> **GIVEN EXERCISE**
Express every line of the material below as a JSON list of strings, one string per line, with blank lines left out. Leave the pictures out of the answer.
== DATA SHOWN ==
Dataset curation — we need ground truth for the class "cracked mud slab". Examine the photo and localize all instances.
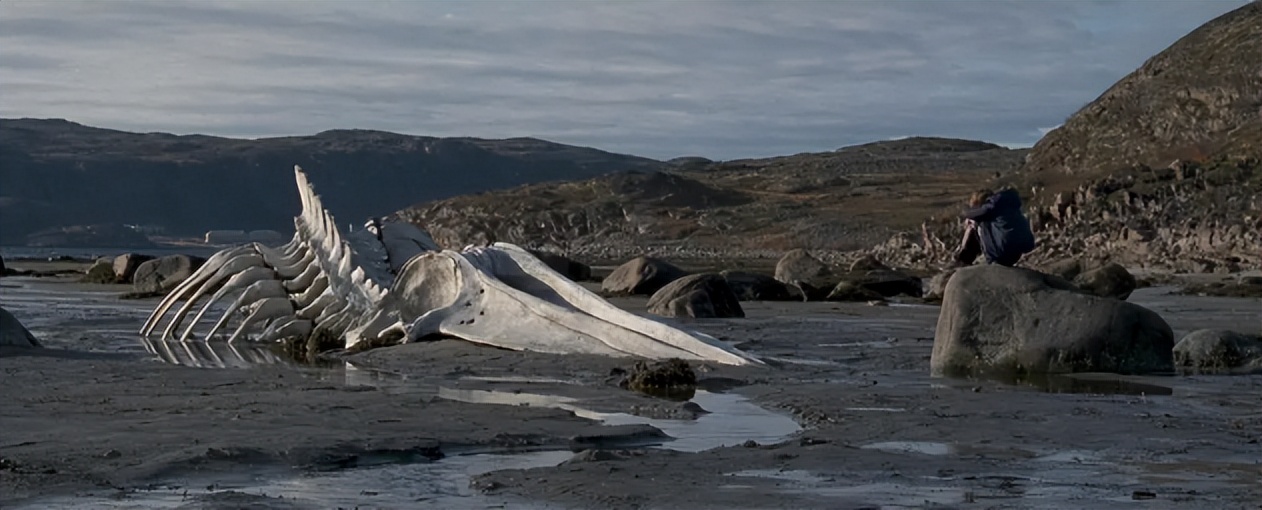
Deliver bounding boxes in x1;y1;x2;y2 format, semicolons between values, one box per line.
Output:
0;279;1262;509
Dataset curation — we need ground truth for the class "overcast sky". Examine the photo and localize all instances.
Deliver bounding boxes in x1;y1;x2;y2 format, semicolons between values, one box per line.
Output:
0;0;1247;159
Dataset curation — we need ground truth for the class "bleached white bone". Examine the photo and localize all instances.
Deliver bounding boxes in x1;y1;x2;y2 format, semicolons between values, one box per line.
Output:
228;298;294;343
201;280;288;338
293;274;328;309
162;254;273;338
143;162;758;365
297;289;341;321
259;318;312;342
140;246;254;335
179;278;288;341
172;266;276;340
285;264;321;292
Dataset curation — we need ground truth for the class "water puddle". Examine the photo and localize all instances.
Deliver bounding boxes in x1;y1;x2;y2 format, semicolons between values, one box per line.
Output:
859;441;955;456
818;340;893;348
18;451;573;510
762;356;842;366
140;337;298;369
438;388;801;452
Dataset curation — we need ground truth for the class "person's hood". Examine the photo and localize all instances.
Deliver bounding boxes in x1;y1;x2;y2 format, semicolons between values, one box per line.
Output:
===
> **REPLY TO THE EXERCISE**
[
  "Dataset curation — we need ground truth for the class \"cracked mud slab\". Examine the photo and localize all instances.",
  "Deliver bounding boxes in x1;y1;x2;y2 format, semicolons between values, one box per line.",
  "Output:",
  "0;279;1262;509",
  "Dataset curation — we need ground truth for the class \"overcast sky\". Examine the photo and localize all instances.",
  "Deliver bounding boxes in x1;y1;x2;y2 format, semicolons between values, one box per line.",
  "Output:",
  "0;0;1247;159",
  "Dataset curation — we need ground truth for the class \"bleached white bone\". Examine the photo and localize all instances.",
  "Deliver bounding boxes in x1;y1;x2;y2 format, semicolons between values, one box per line.",
  "Output:",
  "228;298;294;343",
  "201;280;288;338",
  "293;274;328;309",
  "162;254;273;338",
  "143;162;758;365",
  "297;289;341;321",
  "259;318;312;342",
  "140;246;254;335",
  "179;278;288;341",
  "172;266;276;340",
  "285;264;321;292",
  "Dataset curation — we need ground truth for the class \"water puddle\". Examine the photo and localize all instances.",
  "Deliver bounding boxes in x1;y1;x2;y2 format, semicolons between values, one box per line.",
  "Output:",
  "859;441;955;456",
  "818;340;893;348",
  "18;451;573;510",
  "762;356;842;366",
  "140;337;298;369",
  "438;388;801;452",
  "Dataset curation — we need ground truth for the class \"person's hood\". Examine the photo and localize all instances.",
  "Deliver bounding boxes in x1;y1;x2;y2 format, semicolons between values, one box per line.",
  "Output:"
]